READING TEXT
[BEGIN]

14 Dec 2018
The recent security vulnerability in the Logitech Options app prompted me to see if I could achieve the same functionality without it. All I really care about is to bind the 4th and 5th buttons (the ones on the side by the second scroll wheel) to back and forward in Chrome, and the 6th button (the thumb rest) to open Mission Control. I’m already using Hammerspoon for a few things, so this seemed like the best place to start.
After a bit of digging it turns out that the thumb rest button is sending Ctrl
+ Alt
+ Tab
, which can be easily bound to opening the Mission Control app:
hs.hotkey.bind({"alt", "ctrl"}, "Tab", function()
hs.application.launchOrFocus("Mission Control.app")
end)
To capture the mouse buttons we can use hs.eventtap
, and send the back and forward shortcuts if the current application is chrome:
hs.eventtap.new(hs.eventtap.event.types.middleMouseUp, function(event)
button = event:getProperty(hs.eventtap.event.properties.mouseEventButtonNumber)
current_app = hs.application.frontmostApplication()
google_chrome = hs.application.find("Google Chrome")
if (current_app == google_chrome) then
if (button == 3) then
hs.eventtap.keyStroke({"cmd"}, "[")
end
if (button == 4) then
hs.eventtap.keyStroke({"cmd"}, "]")
end
end
end):start()
30 Nov 2018
I recently had to add a second factor to an AWS Workspaces environment. We use AWS Managed Microsoft AD for the Workspaces directory, which can be configured to call an external RADIUS server for secondary authentication. Since we are already using DUO for other systems, I used the Duo Authentication Proxy to provide this second factor.
The proxy needs to be built from source. For example, on Ubuntu:
apt-get install build-essential libssl-dev python-dev libffi-dev
wget https://dl.duosecurity.com/duoauthproxy-latest-src.tgz
tar xzf duoauthproxy-latest-src.tgz
cd duoauthproxy-*-src
make
cd duoauthproxy-build
./install
Configuration of the DUO client is fairly straightforward. We just need to update /opt/duoauthproxy/conf/authproxy.cfg
with our DUO API credentials, the IP addresses of the two domain controllers, and the RADIUS secret we want to use. Note that directory services only supports a single RADIUS secret used by all domain controllers, so just enter the same one twice.

[END]

(Location labeling records)
[BEGIN]

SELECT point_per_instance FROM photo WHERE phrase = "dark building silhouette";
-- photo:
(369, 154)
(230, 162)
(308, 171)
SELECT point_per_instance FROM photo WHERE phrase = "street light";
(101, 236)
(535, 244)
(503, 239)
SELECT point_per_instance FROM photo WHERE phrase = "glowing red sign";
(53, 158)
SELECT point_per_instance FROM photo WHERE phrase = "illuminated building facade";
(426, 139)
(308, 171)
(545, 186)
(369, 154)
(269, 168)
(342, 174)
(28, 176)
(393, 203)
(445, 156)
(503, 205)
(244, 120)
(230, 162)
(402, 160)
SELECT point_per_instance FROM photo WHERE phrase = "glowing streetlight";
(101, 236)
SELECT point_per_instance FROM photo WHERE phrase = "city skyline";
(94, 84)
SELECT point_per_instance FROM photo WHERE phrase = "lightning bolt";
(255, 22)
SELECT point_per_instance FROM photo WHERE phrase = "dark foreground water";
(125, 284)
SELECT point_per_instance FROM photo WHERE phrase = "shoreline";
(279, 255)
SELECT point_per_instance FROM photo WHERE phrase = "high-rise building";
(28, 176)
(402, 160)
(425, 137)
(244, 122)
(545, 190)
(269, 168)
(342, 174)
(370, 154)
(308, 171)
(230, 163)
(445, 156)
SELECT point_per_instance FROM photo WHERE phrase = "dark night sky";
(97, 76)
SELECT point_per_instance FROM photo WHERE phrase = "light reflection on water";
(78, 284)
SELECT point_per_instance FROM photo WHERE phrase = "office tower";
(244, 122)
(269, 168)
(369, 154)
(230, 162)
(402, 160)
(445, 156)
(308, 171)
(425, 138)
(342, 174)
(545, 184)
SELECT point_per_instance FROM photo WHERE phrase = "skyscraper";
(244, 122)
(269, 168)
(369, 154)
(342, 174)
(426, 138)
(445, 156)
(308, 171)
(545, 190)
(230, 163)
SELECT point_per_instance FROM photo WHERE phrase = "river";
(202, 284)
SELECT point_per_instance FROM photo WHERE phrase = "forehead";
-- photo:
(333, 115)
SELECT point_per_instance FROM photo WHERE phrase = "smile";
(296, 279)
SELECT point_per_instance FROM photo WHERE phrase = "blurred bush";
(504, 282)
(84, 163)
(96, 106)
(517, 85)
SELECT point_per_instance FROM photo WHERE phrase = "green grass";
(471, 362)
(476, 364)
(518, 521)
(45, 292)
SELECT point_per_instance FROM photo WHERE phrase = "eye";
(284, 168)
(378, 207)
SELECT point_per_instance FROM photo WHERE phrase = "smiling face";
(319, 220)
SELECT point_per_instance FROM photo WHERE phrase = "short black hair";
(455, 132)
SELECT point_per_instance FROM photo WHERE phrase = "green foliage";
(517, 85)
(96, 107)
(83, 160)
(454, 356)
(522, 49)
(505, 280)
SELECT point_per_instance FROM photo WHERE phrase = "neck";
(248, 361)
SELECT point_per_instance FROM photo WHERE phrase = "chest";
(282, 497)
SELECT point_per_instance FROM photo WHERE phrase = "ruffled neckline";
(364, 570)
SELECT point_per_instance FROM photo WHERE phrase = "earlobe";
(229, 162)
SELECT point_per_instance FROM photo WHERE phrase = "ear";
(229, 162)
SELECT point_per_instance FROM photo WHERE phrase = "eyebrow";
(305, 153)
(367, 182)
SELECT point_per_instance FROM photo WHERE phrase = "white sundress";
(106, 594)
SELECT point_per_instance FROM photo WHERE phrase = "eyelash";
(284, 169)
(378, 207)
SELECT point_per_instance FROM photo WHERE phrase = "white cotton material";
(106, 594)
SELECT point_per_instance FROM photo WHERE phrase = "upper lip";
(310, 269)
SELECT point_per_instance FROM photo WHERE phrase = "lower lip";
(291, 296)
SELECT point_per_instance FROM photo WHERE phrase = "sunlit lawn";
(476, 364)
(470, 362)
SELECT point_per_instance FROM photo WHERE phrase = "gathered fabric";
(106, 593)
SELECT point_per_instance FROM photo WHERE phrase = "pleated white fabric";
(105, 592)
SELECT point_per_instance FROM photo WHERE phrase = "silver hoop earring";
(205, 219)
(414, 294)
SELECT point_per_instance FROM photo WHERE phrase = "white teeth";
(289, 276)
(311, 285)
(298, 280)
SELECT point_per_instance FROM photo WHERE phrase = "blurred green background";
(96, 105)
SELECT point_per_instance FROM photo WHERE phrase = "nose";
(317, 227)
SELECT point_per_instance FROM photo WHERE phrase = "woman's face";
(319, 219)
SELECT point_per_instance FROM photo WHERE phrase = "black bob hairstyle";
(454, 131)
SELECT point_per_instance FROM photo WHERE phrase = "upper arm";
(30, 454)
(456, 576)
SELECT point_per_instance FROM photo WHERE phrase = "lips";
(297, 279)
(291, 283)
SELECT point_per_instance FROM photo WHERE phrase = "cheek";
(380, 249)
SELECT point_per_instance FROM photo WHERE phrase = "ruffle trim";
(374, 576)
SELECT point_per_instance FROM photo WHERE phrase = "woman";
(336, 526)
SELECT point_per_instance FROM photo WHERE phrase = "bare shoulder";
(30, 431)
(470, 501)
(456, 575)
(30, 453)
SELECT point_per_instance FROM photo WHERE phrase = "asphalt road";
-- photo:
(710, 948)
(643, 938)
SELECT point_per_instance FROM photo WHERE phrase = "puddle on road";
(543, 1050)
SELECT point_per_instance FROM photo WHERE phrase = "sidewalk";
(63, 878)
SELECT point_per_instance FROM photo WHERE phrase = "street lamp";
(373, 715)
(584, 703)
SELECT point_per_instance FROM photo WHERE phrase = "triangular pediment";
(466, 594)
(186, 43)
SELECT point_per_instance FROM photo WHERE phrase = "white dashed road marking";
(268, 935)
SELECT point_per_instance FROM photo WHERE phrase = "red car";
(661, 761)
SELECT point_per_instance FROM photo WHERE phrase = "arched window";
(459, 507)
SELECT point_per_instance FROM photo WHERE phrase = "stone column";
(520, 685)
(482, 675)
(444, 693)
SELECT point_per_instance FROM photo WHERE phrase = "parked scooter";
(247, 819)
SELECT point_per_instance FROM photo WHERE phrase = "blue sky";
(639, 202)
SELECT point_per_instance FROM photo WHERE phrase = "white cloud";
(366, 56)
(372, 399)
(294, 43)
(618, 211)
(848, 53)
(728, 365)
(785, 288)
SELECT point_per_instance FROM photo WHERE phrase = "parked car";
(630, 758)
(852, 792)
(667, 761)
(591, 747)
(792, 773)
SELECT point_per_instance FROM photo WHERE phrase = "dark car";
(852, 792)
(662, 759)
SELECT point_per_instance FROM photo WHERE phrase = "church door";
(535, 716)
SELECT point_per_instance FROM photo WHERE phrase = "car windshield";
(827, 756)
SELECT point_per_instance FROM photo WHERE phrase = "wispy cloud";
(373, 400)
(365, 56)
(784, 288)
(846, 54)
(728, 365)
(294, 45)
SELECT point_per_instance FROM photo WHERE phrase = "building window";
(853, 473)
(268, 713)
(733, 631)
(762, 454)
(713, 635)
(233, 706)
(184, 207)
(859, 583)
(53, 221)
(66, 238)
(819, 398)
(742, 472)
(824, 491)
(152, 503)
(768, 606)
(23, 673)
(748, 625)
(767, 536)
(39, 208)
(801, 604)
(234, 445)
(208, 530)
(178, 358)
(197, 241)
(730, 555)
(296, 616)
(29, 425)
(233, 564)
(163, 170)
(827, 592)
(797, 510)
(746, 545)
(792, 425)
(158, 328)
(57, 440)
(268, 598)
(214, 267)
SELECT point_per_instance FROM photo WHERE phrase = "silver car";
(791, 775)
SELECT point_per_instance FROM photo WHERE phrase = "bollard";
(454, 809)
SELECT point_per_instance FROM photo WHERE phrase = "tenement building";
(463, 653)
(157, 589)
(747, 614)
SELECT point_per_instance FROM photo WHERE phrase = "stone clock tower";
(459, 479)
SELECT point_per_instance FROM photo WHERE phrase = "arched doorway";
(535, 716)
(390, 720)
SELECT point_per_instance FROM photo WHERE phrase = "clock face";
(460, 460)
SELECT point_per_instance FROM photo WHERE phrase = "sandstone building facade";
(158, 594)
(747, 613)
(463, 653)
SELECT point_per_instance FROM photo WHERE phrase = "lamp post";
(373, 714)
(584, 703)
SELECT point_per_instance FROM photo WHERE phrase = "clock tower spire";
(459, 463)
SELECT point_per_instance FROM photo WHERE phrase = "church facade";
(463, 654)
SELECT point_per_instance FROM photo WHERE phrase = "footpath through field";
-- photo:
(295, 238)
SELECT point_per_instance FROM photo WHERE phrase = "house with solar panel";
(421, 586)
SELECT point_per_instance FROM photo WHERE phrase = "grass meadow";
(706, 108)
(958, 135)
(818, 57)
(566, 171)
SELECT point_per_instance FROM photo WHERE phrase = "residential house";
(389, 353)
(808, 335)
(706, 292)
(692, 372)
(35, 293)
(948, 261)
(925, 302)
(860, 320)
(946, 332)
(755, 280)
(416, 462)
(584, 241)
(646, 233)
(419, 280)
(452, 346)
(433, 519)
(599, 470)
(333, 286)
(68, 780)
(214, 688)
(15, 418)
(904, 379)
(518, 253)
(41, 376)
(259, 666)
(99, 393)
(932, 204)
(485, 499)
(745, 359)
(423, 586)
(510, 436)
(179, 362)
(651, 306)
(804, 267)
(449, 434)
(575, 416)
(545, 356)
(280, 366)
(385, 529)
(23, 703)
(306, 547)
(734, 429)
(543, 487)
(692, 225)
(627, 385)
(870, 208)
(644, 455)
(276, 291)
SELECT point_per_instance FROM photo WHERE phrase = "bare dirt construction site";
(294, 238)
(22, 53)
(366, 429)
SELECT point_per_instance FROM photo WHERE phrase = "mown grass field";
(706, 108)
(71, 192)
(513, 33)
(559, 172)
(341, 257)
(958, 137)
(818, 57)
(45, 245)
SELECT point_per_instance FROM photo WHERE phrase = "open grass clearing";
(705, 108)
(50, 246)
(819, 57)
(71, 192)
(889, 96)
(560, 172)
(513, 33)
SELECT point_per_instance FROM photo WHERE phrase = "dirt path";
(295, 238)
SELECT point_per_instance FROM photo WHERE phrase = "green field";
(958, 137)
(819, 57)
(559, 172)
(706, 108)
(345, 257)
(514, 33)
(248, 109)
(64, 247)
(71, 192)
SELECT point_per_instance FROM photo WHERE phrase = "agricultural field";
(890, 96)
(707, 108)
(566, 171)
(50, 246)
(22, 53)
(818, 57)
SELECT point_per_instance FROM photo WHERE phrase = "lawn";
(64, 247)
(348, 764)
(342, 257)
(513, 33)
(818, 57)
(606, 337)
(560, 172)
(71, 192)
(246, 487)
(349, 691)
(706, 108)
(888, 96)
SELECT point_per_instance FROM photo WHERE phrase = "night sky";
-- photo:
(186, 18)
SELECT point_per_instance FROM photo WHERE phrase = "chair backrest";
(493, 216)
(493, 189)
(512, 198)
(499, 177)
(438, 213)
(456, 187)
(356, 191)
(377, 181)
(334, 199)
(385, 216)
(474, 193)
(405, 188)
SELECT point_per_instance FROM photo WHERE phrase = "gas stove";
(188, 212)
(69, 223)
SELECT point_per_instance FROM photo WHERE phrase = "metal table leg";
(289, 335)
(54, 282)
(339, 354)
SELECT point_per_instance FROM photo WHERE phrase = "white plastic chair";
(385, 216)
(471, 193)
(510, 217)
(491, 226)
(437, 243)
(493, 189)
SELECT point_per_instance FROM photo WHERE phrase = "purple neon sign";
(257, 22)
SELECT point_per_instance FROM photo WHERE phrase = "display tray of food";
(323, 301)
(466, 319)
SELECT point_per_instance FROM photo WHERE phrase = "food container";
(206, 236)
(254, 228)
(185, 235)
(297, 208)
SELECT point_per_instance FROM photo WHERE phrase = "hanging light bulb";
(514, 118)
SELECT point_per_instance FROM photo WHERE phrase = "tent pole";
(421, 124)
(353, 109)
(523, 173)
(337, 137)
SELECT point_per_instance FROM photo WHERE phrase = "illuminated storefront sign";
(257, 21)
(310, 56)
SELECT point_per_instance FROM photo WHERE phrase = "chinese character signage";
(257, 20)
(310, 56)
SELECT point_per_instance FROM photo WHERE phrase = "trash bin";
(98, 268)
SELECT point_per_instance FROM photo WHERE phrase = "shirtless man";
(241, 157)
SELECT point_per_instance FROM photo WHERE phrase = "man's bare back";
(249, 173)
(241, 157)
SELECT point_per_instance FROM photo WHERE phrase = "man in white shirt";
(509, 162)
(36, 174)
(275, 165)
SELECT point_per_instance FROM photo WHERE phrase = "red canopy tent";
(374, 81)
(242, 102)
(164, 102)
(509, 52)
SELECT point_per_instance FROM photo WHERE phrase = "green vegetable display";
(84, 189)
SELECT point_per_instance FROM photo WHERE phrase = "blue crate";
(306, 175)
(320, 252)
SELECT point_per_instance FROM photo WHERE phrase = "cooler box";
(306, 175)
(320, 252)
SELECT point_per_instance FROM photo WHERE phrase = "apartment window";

[END]

EXERCISE DESCRIPTION
Copy the passage of the blog text that runs from "if (current_app == google_chrome)" to "this second factor.", word for word.

EXERCISE ANSWER
if (current_app == google_chrome) then
if (button == 3) then
hs.eventtap.keyStroke({"cmd"}, "[")
end
if (button == 4) then
hs.eventtap.keyStroke({"cmd"}, "]")
end
end
end):start()
30 Nov 2018
I recently had to add a second factor to an AWS Workspaces environment. We use AWS Managed Microsoft AD for the Workspaces directory, which can be configured to call an external RADIUS server for secondary authentication. Since we are already using DUO for other systems, I used the Duo Authentication Proxy to provide this second factor.